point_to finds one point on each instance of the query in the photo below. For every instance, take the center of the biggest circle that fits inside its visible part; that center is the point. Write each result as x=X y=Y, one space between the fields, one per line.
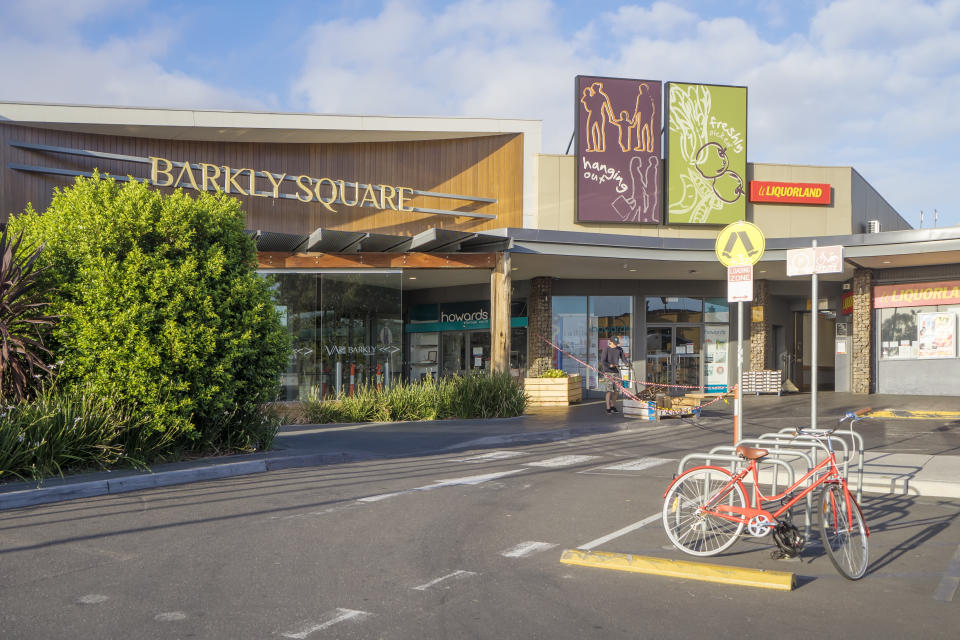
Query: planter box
x=553 y=392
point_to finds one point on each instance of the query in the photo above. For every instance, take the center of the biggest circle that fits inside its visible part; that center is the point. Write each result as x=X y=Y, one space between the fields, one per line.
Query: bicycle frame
x=830 y=474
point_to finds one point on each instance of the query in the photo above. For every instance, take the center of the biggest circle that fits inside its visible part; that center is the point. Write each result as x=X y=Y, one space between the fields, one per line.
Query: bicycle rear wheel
x=689 y=527
x=842 y=532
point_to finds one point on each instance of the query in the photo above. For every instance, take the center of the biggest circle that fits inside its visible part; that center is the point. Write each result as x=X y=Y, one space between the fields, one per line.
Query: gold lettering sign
x=326 y=191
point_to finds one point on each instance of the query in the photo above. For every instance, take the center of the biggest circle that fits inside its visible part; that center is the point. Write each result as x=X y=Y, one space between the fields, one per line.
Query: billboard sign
x=618 y=150
x=789 y=192
x=707 y=152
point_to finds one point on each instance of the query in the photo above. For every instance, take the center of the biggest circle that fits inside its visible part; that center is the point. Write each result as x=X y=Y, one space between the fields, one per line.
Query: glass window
x=296 y=299
x=346 y=328
x=898 y=332
x=716 y=310
x=361 y=330
x=663 y=309
x=570 y=333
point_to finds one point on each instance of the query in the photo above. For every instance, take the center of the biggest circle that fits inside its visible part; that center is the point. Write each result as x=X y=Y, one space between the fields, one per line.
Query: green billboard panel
x=706 y=153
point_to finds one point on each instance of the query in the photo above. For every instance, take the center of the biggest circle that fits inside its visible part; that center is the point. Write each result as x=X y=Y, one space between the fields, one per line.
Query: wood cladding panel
x=488 y=167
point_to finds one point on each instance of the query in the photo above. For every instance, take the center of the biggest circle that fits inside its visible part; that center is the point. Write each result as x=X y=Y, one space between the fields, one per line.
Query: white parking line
x=332 y=618
x=443 y=483
x=456 y=574
x=620 y=532
x=488 y=457
x=525 y=549
x=637 y=465
x=561 y=461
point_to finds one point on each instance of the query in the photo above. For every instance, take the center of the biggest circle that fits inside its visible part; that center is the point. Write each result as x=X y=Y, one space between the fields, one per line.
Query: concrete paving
x=904 y=455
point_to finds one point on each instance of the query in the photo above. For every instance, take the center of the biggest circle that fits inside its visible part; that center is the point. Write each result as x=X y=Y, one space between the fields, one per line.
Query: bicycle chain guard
x=789 y=540
x=759 y=526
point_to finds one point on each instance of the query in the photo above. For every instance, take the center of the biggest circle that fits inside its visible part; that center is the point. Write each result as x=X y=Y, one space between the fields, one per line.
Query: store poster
x=936 y=335
x=618 y=150
x=707 y=154
x=715 y=366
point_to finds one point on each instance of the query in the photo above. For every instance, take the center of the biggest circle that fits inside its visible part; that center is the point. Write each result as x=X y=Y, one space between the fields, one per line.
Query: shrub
x=493 y=395
x=59 y=431
x=161 y=306
x=21 y=319
x=478 y=396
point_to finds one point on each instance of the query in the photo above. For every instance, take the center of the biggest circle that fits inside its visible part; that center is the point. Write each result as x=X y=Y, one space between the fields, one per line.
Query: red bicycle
x=706 y=508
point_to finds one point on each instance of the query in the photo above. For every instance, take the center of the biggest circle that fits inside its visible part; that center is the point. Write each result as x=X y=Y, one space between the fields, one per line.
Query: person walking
x=610 y=368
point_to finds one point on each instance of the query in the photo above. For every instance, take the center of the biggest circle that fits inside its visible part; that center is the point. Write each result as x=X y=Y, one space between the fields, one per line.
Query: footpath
x=912 y=447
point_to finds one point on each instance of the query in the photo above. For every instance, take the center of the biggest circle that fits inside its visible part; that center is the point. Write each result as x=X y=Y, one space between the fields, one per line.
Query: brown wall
x=489 y=167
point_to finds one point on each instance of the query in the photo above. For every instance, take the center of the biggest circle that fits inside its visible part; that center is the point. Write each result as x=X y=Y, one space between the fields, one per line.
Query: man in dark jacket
x=609 y=366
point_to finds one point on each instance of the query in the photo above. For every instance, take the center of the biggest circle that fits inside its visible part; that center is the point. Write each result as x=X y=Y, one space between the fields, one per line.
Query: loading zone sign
x=740 y=283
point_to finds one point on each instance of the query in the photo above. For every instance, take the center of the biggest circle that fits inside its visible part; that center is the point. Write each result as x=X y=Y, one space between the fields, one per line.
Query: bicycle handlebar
x=852 y=416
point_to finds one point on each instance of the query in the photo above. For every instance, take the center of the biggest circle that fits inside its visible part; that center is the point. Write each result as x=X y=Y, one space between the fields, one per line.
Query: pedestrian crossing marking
x=561 y=461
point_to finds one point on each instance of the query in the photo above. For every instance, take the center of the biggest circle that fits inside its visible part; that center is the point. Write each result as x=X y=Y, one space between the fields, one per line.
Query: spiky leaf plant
x=21 y=319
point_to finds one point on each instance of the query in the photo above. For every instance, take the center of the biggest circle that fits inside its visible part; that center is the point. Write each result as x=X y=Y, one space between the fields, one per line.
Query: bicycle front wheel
x=842 y=532
x=690 y=527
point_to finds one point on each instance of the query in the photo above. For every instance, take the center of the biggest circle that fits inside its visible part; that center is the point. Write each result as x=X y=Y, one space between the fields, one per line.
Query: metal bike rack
x=854 y=436
x=807 y=521
x=738 y=460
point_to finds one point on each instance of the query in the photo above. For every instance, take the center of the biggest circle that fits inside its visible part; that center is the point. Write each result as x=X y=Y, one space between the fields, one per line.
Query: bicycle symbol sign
x=740 y=244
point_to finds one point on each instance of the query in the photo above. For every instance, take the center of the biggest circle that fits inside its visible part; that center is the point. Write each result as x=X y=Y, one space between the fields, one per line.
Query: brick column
x=761 y=335
x=540 y=319
x=862 y=359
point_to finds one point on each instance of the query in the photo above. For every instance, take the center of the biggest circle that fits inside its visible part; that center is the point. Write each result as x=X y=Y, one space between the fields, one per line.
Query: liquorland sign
x=789 y=192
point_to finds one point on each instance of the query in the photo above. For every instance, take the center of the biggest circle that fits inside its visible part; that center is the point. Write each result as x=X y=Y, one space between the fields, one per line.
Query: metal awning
x=335 y=241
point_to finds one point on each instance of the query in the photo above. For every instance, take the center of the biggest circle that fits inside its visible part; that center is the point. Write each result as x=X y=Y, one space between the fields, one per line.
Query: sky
x=872 y=84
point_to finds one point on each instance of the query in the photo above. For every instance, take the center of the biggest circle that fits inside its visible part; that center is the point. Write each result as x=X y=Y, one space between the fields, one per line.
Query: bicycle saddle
x=750 y=453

* _WHAT TO DO_
Rewrite every line of the entries above as a JSON list of strings, one string per line, skipping blank lines. Leave the pictures out of the list.

* _WORKED ANSWER_
[
  "point_to finds one point on each instance of the query in the photo below. For every instance, take the center of the biggest circle that fits inside its visible part; that center is the point. Write each result as x=X y=Y, one space between the fields, one per line.",
  "Query: planter box",
  "x=553 y=392",
  "point_to finds one point on each instance of the query in the photo above. For every instance, take the center of the biggest circle that fits inside its visible part; that center is the point. Write each result as x=X y=Y, one space between the fields, one per line.",
  "Query: bicycle frame",
  "x=830 y=474",
  "point_to finds one point on each instance of the query in the photo above. For every instance, take the center of the biggest circle that fits inside its visible part; that center is the point. Write each result as x=X y=Y, one space between the fields, one per line.",
  "Query: bicycle rear wheel",
  "x=689 y=527",
  "x=842 y=532",
  "point_to finds one point on each instance of the query in the photo above. For every instance, take the center of the biggest circle that fits inside its visible part; that center is the point. Write each result as x=X y=Y, one space between the fields, one per line.",
  "Query: gold lettering sign",
  "x=326 y=191",
  "point_to finds one point on each instance of the query in the photo above. For every instance, take the center of the biggest circle that fits inside its visible part; that center is the point. Write each result as x=X y=Y, one space between the fields, one per line.",
  "Query: billboard sign",
  "x=618 y=150",
  "x=789 y=192",
  "x=707 y=152",
  "point_to finds one point on each instance of the query in the photo above. For every instance, take the center of the biggest circle that fits inside its visible part; that center is the point. Write each result as x=X y=Y, one space between the fields, one per line.",
  "Query: glass window",
  "x=296 y=299",
  "x=346 y=328",
  "x=898 y=332",
  "x=716 y=310",
  "x=361 y=330",
  "x=663 y=309",
  "x=570 y=333",
  "point_to finds one point on each instance of the query in the photo above. For every instance, take the center of the biggest circle that fits inside its visible part; that center is the point. Write each result as x=X y=Y, one space between the fields, one per line.",
  "Query: green billboard panel",
  "x=706 y=153",
  "point_to finds one point on each instance of the query in the photo above. For every instance, take the center of the biggest circle that fits inside its visible part; that center is the point. Write each result as x=X y=Y, one space between the fields, one per line.",
  "Query: wood cladding panel",
  "x=488 y=167",
  "point_to finds one point on each instance of the query in the photo above. For every instance, take the center of the biggest circle that fits inside its visible part; that center is the point. Write each result as x=X y=Y, one space between the fields, one per line.",
  "Query: white parking line",
  "x=332 y=618",
  "x=443 y=483",
  "x=456 y=574",
  "x=620 y=532",
  "x=488 y=457",
  "x=525 y=549",
  "x=637 y=465",
  "x=561 y=461",
  "point_to finds one point on each instance of the query in the photo above. For every instance, take the center of the biggest circle that fits inside its visible part; that center is the point. Write each result as x=X y=Y, one space between the fields, one per line.",
  "Query: concrete paving",
  "x=904 y=455",
  "point_to finds one point on each instance of the query in the photo above. For every instance, take the center of the biggest circle that fits inside its visible part; that center is the point. Write each result as x=X y=Y, one space between the fields, one per line.",
  "Query: bicycle chain guard",
  "x=789 y=540",
  "x=759 y=526",
  "point_to finds one point on each instance of the query in the photo above. For every instance, take the center of the biggest circle that fits inside its visible part; that center is the point. Write each result as x=X y=Y, one space between the fields, one per line.",
  "Query: store poster",
  "x=936 y=335",
  "x=618 y=150",
  "x=707 y=154",
  "x=715 y=366",
  "point_to finds one point on each instance of the query in the photo above. For every instance, take the center of the biggest circle that fits inside its visible part; that center is the point. Write each result as x=X y=Y, one space between the fields, one per line.",
  "Query: shrub",
  "x=493 y=395",
  "x=59 y=431",
  "x=161 y=306",
  "x=21 y=319",
  "x=478 y=396",
  "point_to finds one point on each instance of the query in the photo above. For every instance, take the center of the biggest circle that fits inside its visible part; that center is the point. Write each result as x=X y=Y, one space between the fields, one per line.",
  "Query: red bicycle",
  "x=706 y=508",
  "point_to finds one point on each instance of the query in the photo above. For every instance, take the center of the biggest circle that fits inside its visible part; that center is the point. Write each result as x=X y=Y, one space between the fields, one per line.",
  "Query: person walking",
  "x=610 y=368",
  "point_to finds one point on each instance of the query in the photo above. For every instance, take the center of the biggest circle that fits inside its visible part; that center is the point. Write each result as x=X y=Y, one space between the fields, one per line.",
  "Query: footpath",
  "x=912 y=447",
  "point_to finds one point on each instance of the query in the photo above. For every instance, take the center of the biggest circle that fits inside its visible part; that center is the point. Write each result as x=X y=Y, one space between the fields, one per line.",
  "Query: brown wall",
  "x=489 y=167",
  "point_to finds one point on each instance of the query in the photo above. For every instance, take the center of the biggest circle that fits inside its visible part; that center is the point. Write each result as x=X y=Y, one space between the fields, one per line.",
  "Query: man in dark jacket",
  "x=609 y=366",
  "point_to finds one point on each instance of the query in the photo above. For every instance, take the center of the biggest circle that fits inside its visible part; that center is the point. Write each result as x=X y=Y, one space between the fields, one per line.",
  "Query: loading zone sign",
  "x=740 y=283",
  "point_to finds one point on each instance of the query in the photo above. For every instance, take the center of the biggest circle that fits inside its visible part; that center is the point. Write each result as x=X y=Y, one space between the fields, one per line.",
  "Query: bicycle handlebar",
  "x=852 y=416",
  "point_to finds one point on each instance of the query in the photo above. For every instance, take the center of the biggest circle that fits inside its visible part; that center is the point. Write each result as x=X y=Y, one space between the fields, one per line.",
  "Query: pedestrian crossing marking",
  "x=561 y=461",
  "point_to finds one point on each instance of the query in the photo above. For every instance, take the center of the biggest circle that fits inside its visible part; that center is the point. Write each result as x=X y=Y, one space between the fields, one per line.",
  "Query: spiky leaf plant",
  "x=21 y=319",
  "point_to finds one point on each instance of the query in the photo above. For every instance, take the center of the biggest circle that fits inside its visible part; that center is the point. Write each result as x=X y=Y, one space between the fields, one per line.",
  "Query: bicycle front wheel",
  "x=842 y=532",
  "x=690 y=527",
  "point_to finds one point on each instance of the query in the photo above. For every instance, take the center of the biggest circle that fits inside its visible part; that center is the point. Write each result as x=X y=Y, one space between the fields, one per line.",
  "Query: metal bike rack",
  "x=854 y=436",
  "x=807 y=521",
  "x=738 y=460",
  "point_to finds one point on each instance of the query in the photo above. For every instance, take the center of the biggest circle that fits inside its visible part; that center is the point. Write each result as x=X y=Y, one space between the fields, one per line.",
  "Query: bicycle symbol sign",
  "x=740 y=244",
  "point_to finds one point on each instance of the query in the photo above. For every instance, take the center of the biggest circle that fits inside its visible part; that center is the point. Write each result as x=X y=Y, one space between the fields, one per line.",
  "Query: brick column",
  "x=761 y=335",
  "x=540 y=319",
  "x=862 y=359",
  "point_to finds one point on each instance of the query in the photo above. For every instance, take the center of the biggest circle that fits inside its visible part; that center is the point. Write each result as x=X y=Y, one space between the fields, one per line.",
  "Query: liquorland sign",
  "x=789 y=192",
  "point_to finds one point on each instance of the query in the photo above. For every instance, take the center of the biggest circle that fits inside its visible part; that center is the point. Write each result as x=X y=Y, one space between the fields, one per line.",
  "Query: metal awning",
  "x=335 y=241",
  "point_to finds one point on each instance of the query in the photo above. For every instance, take the center of the biggest circle that fits inside its visible part; that center is the point. Write each result as x=X y=Y, one space between the fields, one per line.",
  "Query: sky",
  "x=872 y=84",
  "point_to finds one point on each instance of the query in the photo above. For every instance, take the center of the biggest circle that fits inside its visible part; that center is the point. Write each result as x=X y=Y, one space between the fields, one per line.",
  "Query: bicycle saddle",
  "x=750 y=453"
]